▸ **Aim of the exercise**
What follows is a set of records; repeat them exactly, without the pictures.

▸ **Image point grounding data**
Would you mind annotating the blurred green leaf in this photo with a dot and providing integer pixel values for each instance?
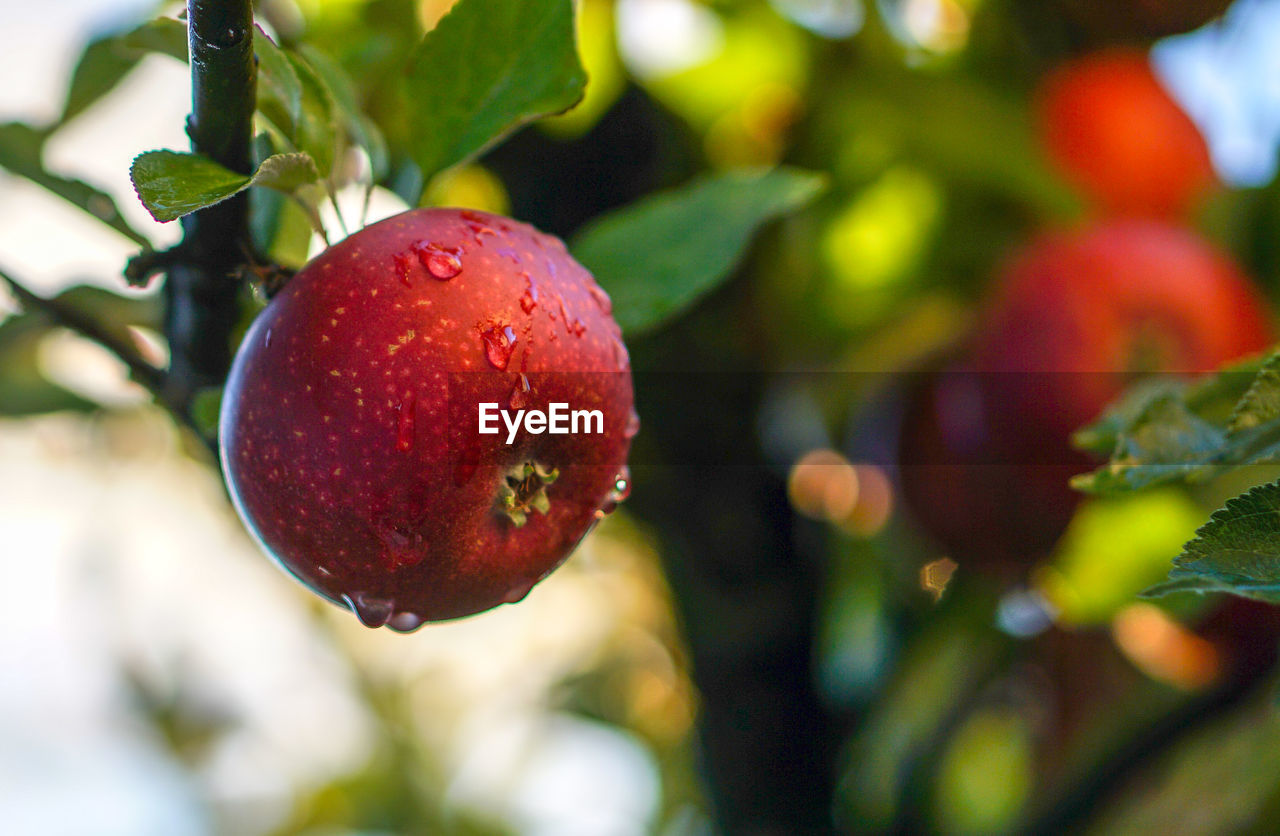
(485, 69)
(361, 128)
(1217, 780)
(1165, 430)
(172, 184)
(21, 152)
(279, 91)
(986, 775)
(1261, 403)
(1237, 551)
(316, 128)
(105, 62)
(662, 254)
(113, 311)
(23, 389)
(1112, 551)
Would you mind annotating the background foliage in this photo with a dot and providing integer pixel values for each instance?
(798, 209)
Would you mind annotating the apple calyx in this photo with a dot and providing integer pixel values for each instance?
(524, 489)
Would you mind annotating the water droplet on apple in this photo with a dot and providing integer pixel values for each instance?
(406, 622)
(442, 263)
(520, 393)
(529, 300)
(403, 264)
(621, 484)
(618, 493)
(405, 423)
(498, 345)
(371, 611)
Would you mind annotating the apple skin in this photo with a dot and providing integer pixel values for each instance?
(350, 420)
(1118, 136)
(991, 508)
(1075, 316)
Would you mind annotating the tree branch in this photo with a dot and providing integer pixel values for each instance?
(201, 291)
(149, 375)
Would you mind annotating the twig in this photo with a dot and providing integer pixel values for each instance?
(155, 380)
(201, 292)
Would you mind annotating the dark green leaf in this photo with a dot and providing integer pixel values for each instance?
(359, 127)
(21, 151)
(1168, 442)
(658, 256)
(1168, 429)
(172, 184)
(487, 68)
(1261, 403)
(1237, 551)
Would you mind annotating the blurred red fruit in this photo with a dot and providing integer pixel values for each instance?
(1118, 135)
(1074, 319)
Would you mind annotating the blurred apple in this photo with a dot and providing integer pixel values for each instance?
(1116, 133)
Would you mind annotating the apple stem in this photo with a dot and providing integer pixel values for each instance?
(202, 288)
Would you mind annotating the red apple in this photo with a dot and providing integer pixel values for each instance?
(1074, 318)
(351, 420)
(1116, 133)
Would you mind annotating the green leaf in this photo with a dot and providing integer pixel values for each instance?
(359, 127)
(172, 184)
(106, 60)
(21, 152)
(1237, 551)
(1261, 403)
(1168, 442)
(485, 69)
(279, 91)
(316, 128)
(1166, 429)
(659, 255)
(23, 389)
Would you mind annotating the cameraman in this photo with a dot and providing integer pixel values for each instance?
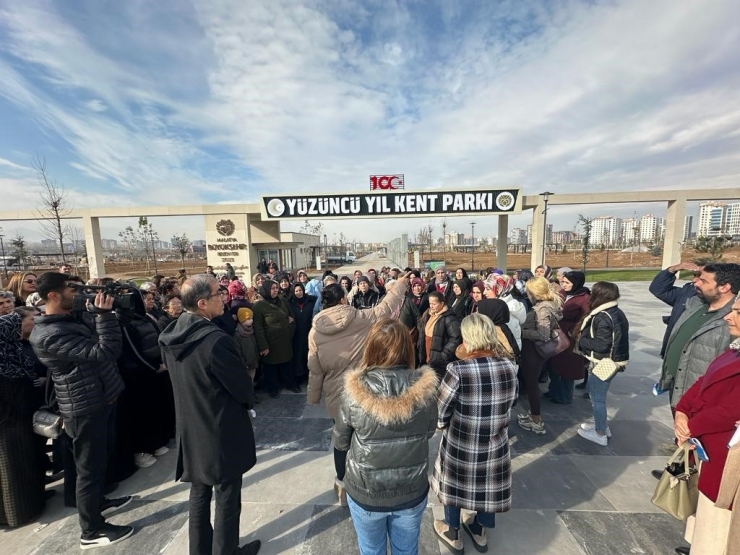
(80, 349)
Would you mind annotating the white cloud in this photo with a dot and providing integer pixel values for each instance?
(316, 96)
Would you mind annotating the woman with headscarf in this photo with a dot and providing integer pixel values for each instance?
(501, 287)
(498, 312)
(418, 295)
(22, 480)
(539, 325)
(274, 325)
(345, 282)
(568, 366)
(476, 293)
(22, 285)
(237, 298)
(285, 290)
(302, 307)
(519, 292)
(543, 270)
(462, 301)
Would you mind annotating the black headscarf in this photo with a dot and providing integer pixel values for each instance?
(577, 279)
(498, 311)
(265, 291)
(464, 285)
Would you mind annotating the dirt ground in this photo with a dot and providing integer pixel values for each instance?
(596, 259)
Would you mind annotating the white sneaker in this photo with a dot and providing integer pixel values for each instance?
(591, 426)
(591, 435)
(144, 460)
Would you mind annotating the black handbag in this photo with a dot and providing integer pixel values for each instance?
(47, 422)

▸ **Answer to this exercise**
Would you mind annotating the blurred green leaf in this photo with a dot and providing integer pixel values for each instance?
(485, 69)
(361, 128)
(1217, 780)
(1165, 430)
(172, 184)
(21, 152)
(279, 91)
(986, 775)
(1261, 403)
(1237, 551)
(316, 128)
(105, 62)
(662, 254)
(113, 311)
(23, 389)
(1112, 551)
Would you mind annotating the background foliage in this photo with a dot and providing integer pixel values for each instance?
(798, 209)
Would you mind annotating the apple calyx in this photo with a dot and providing integer pixel values for each instance?
(524, 489)
Would you mind annotating the water droplet on apple in this photo with a dot and providing integer pixel values for each instance?
(406, 622)
(442, 263)
(520, 393)
(529, 300)
(403, 264)
(621, 484)
(618, 493)
(405, 423)
(498, 345)
(371, 611)
Would you mind annotating the apple skin in this photo with a dot and providing integer pixel values for each instance?
(350, 420)
(1118, 136)
(991, 508)
(1075, 316)
Would you mind annotating the tree branch in this photo with a dot and providing integer pixel values for each instance?
(201, 291)
(149, 375)
Would you mind annotating the twig in this photo with a dot and providing integer pixel values for each instance?
(155, 380)
(201, 292)
Would you mind annotating the dark green leaf in this photo with a dot and providing integer pixel values for each instance?
(359, 127)
(21, 151)
(1168, 442)
(658, 256)
(1168, 429)
(172, 184)
(487, 68)
(1261, 403)
(1237, 551)
Would you mind annotating the blurred red fruit in this photo with a dot and providing integer pixel values for each instance?
(1118, 135)
(1074, 319)
Would you mind annotating the blurred apple in this photo with a dot and providing integer pixel values for each instance?
(1116, 133)
Would you mind annotating the apple stem in this photo with a dot and providing integer pixel values for each instance?
(202, 288)
Would you mind annotating the red apple in this photo with a dot and providing integer pixel values for each instance?
(1074, 318)
(351, 420)
(1116, 133)
Would you mind annotating the green leaf in this photo with a dot and providing integer pixel values for each instance?
(359, 127)
(172, 184)
(106, 60)
(21, 152)
(1237, 551)
(1261, 403)
(1168, 442)
(485, 69)
(279, 91)
(316, 128)
(1166, 429)
(659, 255)
(23, 389)
Would you mind annotating the cameraman in this photo with a dot and providing integer pixel values for each instance?
(80, 349)
Would you mind annotating the white cloud in this photo with a dot and providing integer pixel values for each instance?
(316, 96)
Would you mind annotating the woman with headscarf in this photo with a dot and providing integer pixel values for each instance?
(501, 287)
(498, 312)
(418, 295)
(22, 480)
(539, 325)
(274, 325)
(345, 282)
(568, 366)
(476, 293)
(22, 285)
(237, 298)
(285, 290)
(302, 307)
(519, 292)
(543, 270)
(462, 301)
Would you mind annotating the black headscarf in this photo with a dot and providing integer pixel values for each instance?
(577, 279)
(498, 311)
(265, 291)
(464, 285)
Would you mind annotating the dirt ground in this photo with a dot and providing integer pixel values for each instance?
(596, 259)
Would you mind annotating the white sneaker in this photo with a dot and providing integer pixel values for each instance?
(591, 426)
(591, 435)
(144, 460)
Would you mind annotating the black handbag in this photo with a dot and providing integer pixel values for each instance?
(47, 422)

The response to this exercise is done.